Instruções »
- A) Resuma em duas frases o texto com comentários de passagem de ano.
- B) No texto com comentários de passagem de ano, que palavra Juju atribui à menina de Jó-Jó?
- C) Retome, por favor, o texto com comentários de passagem de ano a partir do ponto em que termina.

Texto »
● ● ● ● ●
Anonymous Anónimo disse...

Vale sempre a pena tentar....se não o fizermos, nunca saberemos se veleu a pena....e como se diz frequentemente, alma até almeida; não sei quem foi que o disse, mas eu não fui, de certeza...talvez a Nela Dias saiba, ou não....

10:26 da manhã  
Anonymous Anónimo disse...

Jó- Jó que bom estas tuas palavras, para a minha passagem de ano...Que bom reler-te de novo... Que bom estares aqui...Que bom existires...Quantas saudades!!!
Beijos "infinitos"(palavra da tua menina).
Volta com força já amanhã 2009, tá?
Juju.

10:32 da manhã  
Anonymous Anónimo disse...

Jó -Jó
Cumpriste o que me tinhas revelado, e cá estás de novo para satisfação minha e de todos nós.

Desejo-te um Bom 2009, com a tua familia e os teus amigos, já que o 2008, por razões diversas, não foi nada bom para nós os dois.
Um abraço

10:35 da manhã  
Blogger Rui Pato disse...

Um ano de 2009 melhor,com saúde, cheio de esperança, de amor , porque de amigos já conquistaste uma multidão deles.

10:59 da manhã  
Blogger Rui Felicio disse...

Que bom ver-te por aqui de novo "miúdo" Jó_Jó...

Entendo-te, mas espero que a partir de amanhã, primeiro dia de 2009, comeces um ciclo que nos traga os teus textos a que nos habituaste, menos pessimistas que este.
● ● ● ● ●
Material extraído »
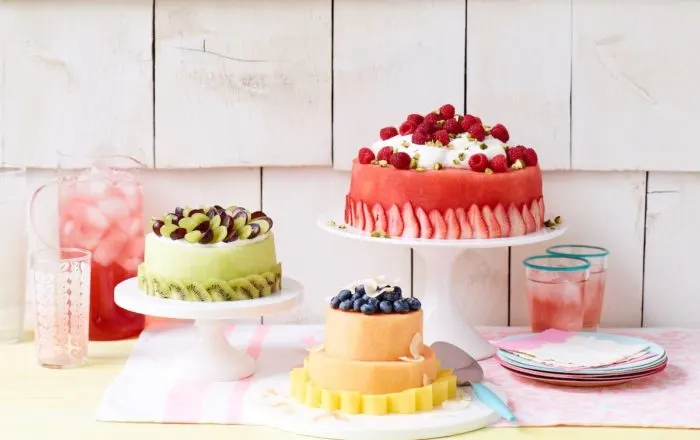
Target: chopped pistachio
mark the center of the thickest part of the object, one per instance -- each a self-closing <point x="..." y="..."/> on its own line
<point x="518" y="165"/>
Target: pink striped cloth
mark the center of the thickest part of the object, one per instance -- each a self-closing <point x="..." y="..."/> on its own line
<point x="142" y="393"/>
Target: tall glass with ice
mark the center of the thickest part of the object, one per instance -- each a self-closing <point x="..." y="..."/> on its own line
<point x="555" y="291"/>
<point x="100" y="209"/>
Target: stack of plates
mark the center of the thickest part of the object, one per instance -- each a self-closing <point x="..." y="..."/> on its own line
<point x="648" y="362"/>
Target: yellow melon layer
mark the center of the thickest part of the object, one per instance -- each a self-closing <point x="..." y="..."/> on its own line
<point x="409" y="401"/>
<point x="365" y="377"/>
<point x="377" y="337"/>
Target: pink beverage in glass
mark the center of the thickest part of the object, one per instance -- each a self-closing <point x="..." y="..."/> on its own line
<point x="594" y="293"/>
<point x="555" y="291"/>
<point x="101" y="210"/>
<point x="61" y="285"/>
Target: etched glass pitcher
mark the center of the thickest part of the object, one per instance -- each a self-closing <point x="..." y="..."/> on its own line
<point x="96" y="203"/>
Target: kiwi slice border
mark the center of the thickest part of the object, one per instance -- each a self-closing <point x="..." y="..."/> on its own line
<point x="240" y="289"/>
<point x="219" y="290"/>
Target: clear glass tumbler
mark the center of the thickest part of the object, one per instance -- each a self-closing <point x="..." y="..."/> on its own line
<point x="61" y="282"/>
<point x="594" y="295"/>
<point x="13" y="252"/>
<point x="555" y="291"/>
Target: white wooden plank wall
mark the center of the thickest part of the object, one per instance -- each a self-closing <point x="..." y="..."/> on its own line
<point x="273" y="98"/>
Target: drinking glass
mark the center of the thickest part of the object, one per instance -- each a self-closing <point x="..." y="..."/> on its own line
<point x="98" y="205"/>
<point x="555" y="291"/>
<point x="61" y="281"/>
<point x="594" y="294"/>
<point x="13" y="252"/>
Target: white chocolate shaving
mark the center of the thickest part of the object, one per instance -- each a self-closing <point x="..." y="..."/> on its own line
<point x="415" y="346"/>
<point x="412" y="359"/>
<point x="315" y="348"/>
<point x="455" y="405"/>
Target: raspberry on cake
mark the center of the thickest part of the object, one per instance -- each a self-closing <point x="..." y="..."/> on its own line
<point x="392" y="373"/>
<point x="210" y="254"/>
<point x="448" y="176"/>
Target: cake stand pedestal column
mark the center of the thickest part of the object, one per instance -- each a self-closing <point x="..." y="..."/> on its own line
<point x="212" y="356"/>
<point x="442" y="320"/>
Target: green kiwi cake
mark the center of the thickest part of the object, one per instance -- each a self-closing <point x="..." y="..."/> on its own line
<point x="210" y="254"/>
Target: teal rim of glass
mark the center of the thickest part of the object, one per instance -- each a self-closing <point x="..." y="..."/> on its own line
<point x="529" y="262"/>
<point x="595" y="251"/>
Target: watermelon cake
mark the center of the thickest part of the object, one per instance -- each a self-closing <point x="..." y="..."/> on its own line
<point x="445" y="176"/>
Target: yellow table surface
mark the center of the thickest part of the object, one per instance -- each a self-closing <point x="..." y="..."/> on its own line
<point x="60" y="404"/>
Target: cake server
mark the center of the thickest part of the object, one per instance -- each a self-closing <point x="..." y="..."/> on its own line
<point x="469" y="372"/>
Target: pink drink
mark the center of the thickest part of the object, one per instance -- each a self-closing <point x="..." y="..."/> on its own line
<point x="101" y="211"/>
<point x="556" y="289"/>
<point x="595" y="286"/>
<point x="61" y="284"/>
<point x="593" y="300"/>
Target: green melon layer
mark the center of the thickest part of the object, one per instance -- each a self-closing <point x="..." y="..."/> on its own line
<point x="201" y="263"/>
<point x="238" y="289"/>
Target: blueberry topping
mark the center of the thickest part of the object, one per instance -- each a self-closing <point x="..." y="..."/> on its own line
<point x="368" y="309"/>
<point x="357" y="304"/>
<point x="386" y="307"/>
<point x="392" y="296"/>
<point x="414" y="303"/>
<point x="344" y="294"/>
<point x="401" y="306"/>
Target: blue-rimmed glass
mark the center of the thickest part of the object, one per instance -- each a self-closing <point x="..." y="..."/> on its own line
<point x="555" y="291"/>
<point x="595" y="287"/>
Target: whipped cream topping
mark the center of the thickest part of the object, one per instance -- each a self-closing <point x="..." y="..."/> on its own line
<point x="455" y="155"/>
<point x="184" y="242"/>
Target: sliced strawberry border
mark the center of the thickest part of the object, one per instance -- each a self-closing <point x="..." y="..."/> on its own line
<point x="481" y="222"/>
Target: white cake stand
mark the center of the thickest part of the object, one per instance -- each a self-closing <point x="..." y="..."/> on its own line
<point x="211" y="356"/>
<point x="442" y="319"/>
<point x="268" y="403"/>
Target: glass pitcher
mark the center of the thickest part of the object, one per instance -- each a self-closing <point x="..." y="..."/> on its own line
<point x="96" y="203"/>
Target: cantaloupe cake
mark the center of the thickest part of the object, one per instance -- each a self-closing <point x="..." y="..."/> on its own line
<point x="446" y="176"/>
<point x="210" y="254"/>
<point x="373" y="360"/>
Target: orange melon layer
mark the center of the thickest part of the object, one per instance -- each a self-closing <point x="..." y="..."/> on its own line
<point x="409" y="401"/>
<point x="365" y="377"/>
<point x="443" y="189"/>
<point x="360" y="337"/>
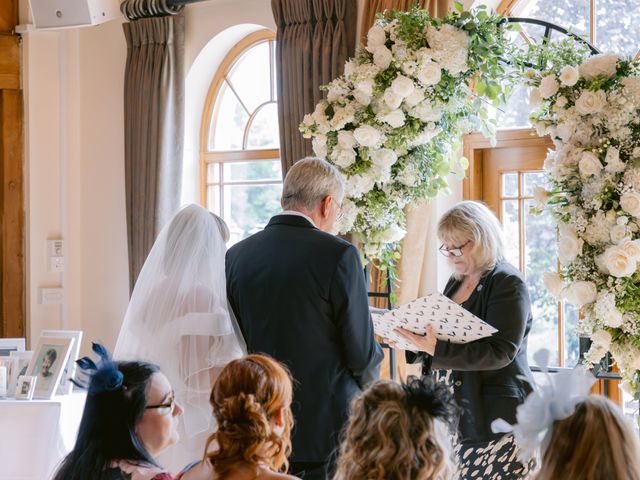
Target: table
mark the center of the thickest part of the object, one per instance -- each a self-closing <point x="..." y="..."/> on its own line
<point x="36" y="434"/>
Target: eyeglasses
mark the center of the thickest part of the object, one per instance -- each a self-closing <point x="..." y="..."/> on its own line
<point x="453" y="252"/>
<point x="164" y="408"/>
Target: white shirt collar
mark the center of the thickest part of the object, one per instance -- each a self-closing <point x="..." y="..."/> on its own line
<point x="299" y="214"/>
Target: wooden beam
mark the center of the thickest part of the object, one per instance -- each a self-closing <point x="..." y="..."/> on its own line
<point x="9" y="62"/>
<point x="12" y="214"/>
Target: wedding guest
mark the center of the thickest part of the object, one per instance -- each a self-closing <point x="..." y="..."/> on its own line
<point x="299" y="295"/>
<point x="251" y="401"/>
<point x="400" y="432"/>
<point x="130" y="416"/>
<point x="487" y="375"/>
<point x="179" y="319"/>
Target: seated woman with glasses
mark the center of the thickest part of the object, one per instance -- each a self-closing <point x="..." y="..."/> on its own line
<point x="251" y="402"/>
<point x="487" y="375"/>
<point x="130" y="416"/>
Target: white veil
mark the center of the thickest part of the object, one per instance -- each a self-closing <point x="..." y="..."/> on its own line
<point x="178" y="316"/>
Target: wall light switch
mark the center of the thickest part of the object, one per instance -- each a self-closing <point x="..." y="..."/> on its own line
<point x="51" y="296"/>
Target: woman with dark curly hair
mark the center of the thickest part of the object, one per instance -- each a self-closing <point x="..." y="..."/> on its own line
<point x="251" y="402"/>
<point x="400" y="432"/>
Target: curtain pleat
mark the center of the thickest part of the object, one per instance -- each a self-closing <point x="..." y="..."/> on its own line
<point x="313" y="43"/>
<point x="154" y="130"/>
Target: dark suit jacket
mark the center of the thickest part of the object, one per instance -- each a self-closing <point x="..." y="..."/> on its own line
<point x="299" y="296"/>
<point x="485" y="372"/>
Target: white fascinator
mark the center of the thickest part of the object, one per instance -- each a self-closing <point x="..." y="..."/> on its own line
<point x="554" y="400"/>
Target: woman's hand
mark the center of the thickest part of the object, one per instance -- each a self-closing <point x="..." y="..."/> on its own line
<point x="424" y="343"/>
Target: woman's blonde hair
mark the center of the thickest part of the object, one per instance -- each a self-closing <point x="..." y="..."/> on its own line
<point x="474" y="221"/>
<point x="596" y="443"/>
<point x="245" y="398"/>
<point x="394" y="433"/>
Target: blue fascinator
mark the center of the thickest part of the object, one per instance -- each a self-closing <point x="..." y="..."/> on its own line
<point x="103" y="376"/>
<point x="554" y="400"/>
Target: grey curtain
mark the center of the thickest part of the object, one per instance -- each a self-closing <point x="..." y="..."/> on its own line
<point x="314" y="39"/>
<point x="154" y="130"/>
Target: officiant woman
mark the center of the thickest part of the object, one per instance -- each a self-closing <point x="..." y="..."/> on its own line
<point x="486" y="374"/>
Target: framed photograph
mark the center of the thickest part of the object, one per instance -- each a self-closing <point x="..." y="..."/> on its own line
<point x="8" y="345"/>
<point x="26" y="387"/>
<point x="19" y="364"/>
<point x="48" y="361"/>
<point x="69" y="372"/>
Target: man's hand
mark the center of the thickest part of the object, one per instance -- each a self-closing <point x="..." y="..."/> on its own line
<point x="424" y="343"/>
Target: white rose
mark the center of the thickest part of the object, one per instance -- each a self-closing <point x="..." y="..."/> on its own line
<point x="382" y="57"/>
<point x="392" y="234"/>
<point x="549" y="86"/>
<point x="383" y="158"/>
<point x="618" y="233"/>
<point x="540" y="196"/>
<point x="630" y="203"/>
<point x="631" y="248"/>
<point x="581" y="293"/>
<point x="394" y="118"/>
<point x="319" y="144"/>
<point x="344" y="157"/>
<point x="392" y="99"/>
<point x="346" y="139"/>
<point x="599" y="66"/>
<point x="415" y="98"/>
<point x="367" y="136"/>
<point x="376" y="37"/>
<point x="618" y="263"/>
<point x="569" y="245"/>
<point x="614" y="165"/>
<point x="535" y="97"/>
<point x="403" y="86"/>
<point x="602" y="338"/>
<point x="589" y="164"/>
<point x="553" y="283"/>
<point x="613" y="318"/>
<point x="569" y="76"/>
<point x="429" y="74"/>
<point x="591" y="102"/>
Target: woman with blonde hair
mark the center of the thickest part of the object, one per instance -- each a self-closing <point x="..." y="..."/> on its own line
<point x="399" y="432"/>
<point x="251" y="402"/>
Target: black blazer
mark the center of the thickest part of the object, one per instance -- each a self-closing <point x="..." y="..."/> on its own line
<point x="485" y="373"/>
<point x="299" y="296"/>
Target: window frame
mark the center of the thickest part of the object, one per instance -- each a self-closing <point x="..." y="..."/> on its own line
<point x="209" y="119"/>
● ● ● ● ●
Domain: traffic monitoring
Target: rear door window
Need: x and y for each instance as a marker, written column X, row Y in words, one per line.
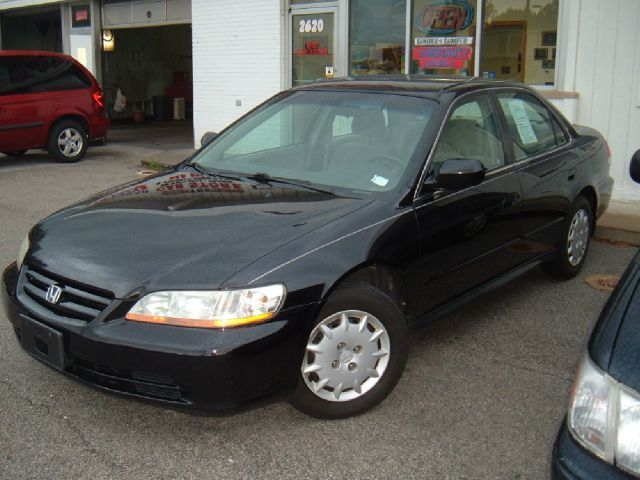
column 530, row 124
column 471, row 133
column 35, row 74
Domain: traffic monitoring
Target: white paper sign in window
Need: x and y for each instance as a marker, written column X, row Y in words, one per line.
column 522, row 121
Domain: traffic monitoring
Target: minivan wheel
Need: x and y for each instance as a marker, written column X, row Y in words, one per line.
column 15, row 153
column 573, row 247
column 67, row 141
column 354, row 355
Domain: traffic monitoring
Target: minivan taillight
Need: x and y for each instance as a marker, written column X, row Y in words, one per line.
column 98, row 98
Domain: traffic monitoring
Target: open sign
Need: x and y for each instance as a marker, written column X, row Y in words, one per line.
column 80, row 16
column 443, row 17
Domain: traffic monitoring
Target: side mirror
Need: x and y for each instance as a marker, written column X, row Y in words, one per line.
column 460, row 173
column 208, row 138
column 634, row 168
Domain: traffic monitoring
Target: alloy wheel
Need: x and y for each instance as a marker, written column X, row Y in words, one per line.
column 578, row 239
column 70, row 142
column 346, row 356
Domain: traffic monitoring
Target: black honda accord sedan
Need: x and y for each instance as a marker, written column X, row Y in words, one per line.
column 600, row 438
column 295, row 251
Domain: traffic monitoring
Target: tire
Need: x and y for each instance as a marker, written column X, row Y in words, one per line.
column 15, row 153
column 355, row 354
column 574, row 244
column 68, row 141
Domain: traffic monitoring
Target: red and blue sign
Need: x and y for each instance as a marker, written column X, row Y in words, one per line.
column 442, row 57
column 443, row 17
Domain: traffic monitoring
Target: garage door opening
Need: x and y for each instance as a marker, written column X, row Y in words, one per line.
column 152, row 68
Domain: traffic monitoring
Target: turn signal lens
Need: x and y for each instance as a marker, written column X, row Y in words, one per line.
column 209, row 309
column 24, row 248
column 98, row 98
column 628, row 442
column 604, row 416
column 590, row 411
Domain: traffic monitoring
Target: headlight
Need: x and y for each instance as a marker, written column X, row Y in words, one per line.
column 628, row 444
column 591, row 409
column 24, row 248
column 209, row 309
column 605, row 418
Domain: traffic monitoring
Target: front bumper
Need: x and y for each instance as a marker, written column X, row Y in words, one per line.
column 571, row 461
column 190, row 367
● ● ● ● ●
Respostas do exercício »
- A) Vários comentadores alegram-se por ver Jó-Jó de novo por ali, e um deles diz ter muitas saudades. Desejam-lhe um bom 2009, e Rui Felicio espera que os próximos textos sejam menos pessimistas.

- B) A palavra "infinitos".

- C)
Prometido?

Um abraço meu amigo!

Rui Felício

11:01 da manhã  
Anonymous Anónimo disse...

Não posso deixar de saudar o regresso do Jó-Jó. A sua presença neste blog é factor de enriquecimento e de convite a momentos de introspecção.
Como sempre, gostei de ler.
Um Bom Ano, são os votos da Isabel Parreiral

11:55 da manhã  
Blogger cota13 disse...

Boa, Boa, JÓ JÓ.
Um ABRAÇO.
TONITO.
BOM ANO.

12:18 da tarde  
Blogger Manuela Curado disse...

Li-te, pausadamente... Li... não!.. Bebi as tuas palavras.
Mas quanta angústia...quanta solidão...
Ansiava o teu retorno mas preferia que tivesses voltado com a tua ironia subtil e insidiosa. Assim, fazes-me sofrer contigo.
Como te entendo...

12:29 da tarde  
Anonymous Anónimo disse...

Estava na nossa memória a tua presença amiga e estimulante com as histórias que revelando o eu também nos transportam para o nós.

Embora à distância tenho estado contigo e é muito bom saber, que neste último dia do ano de boas e más memórias, nos deixas a tua mensagem de afirmação no futuro pela construção das memórias do amanhã.

Para ti, Jó Jó, e para a tua Família desejo sinceramente um Bom Ano de 2009.
Abílio

12:36 da tarde  
Anonymous Anónimo disse...

Jójó deixa-te de gaitas.
Aparece em força e com saude.
Isso é que é importante e é assim que te queremos ver.
Um abração e um 2009 mais calmo.

1:20 da tarde  
Anonymous Anónimo disse...

Olá,Jó-Jó!

Recorda,recordar é viver, amigo.

Este final de ano trouxe a tua preciosa colaboração neste nosso espaço de tertúlia.
É um bom presságio.

Muita saúde e alegrias para ti e para toooda a família.

1:23 da tarde  
Anonymous Anónimo disse...

Caro Jó
Já pensava que tinhas perdido a veia:)))... ainda bem que voltaste ... pelo tom pareceu -me que este ano não foi dos melhores p/ ti;
assim, desejo-te o melhor 2009, para que continues a fazer-nos companhia c/ as tuas " estórias "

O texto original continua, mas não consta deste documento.